⟨

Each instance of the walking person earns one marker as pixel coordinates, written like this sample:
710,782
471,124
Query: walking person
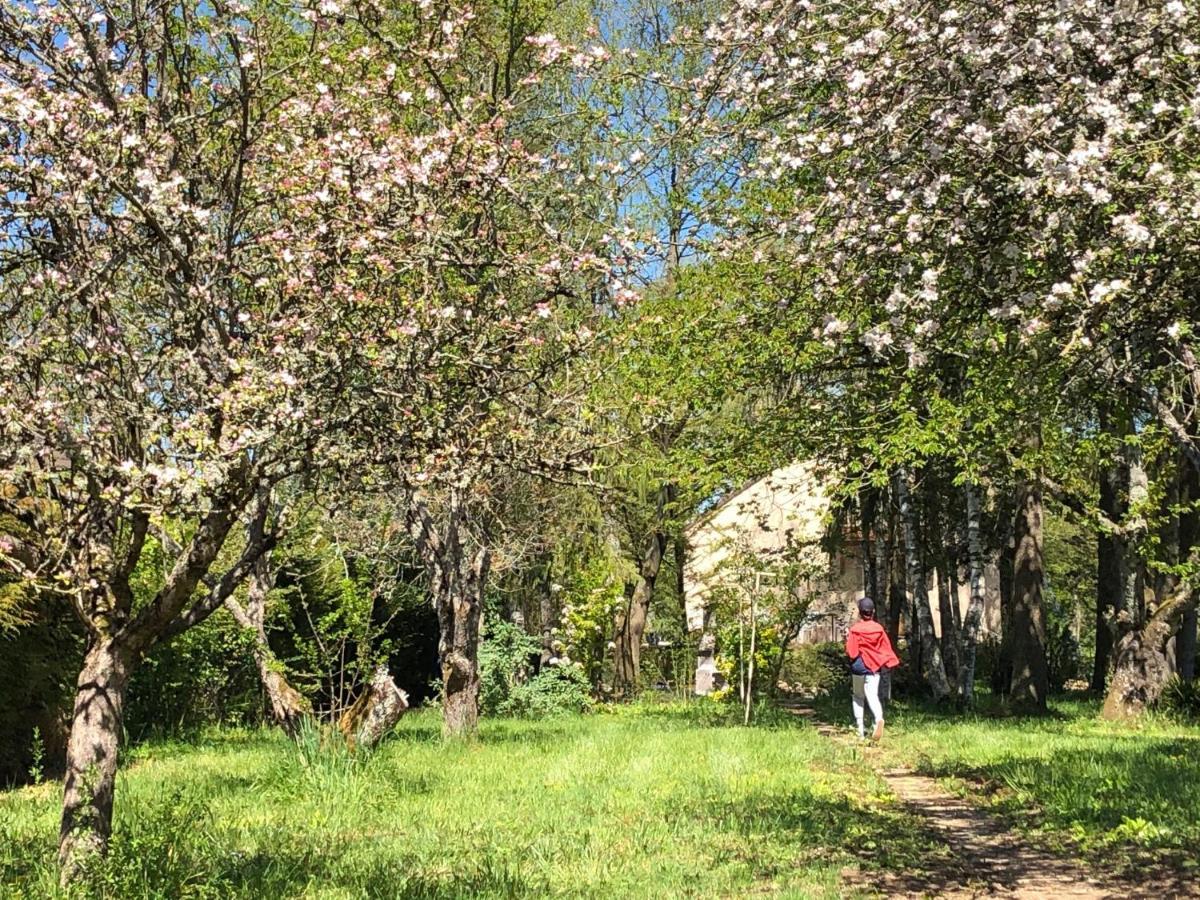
870,651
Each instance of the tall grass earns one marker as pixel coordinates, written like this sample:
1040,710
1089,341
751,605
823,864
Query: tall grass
661,801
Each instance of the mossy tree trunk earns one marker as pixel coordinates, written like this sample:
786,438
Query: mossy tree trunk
457,581
931,666
1030,679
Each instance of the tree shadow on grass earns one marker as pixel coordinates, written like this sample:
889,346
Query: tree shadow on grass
813,828
285,873
499,732
1134,801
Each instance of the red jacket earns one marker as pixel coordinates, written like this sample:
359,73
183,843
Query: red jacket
869,640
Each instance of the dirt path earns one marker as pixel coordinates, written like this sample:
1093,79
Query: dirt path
985,857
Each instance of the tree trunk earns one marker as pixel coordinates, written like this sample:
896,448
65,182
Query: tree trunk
1143,669
547,613
948,643
288,706
631,617
1030,682
1189,535
930,654
1002,673
375,713
898,597
1109,595
91,755
460,621
457,586
880,569
869,502
973,621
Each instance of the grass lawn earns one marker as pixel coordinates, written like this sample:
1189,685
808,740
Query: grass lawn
640,801
646,801
1120,795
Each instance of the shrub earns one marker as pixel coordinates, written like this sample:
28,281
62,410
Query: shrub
556,690
816,667
510,687
505,660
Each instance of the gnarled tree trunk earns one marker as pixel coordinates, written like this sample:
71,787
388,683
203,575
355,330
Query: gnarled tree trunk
634,612
460,619
288,706
1143,667
1109,551
456,585
1030,681
93,754
930,653
375,713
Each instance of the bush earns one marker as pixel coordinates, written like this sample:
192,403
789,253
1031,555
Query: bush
511,687
556,690
816,667
505,661
1181,700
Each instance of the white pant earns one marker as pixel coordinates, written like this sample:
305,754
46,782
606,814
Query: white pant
867,688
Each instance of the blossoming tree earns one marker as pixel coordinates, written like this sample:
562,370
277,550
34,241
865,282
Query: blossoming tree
1006,185
241,241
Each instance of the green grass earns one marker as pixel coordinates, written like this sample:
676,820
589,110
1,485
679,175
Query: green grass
1117,793
633,802
648,801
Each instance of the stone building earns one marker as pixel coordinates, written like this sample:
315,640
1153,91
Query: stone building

⟩

*About this exercise:* Copy whichever lines above contain the string "building".

*Exercise result:*
Each instance of the stone building earns one marker as pixel coordinates, written like this sample:
Query: stone building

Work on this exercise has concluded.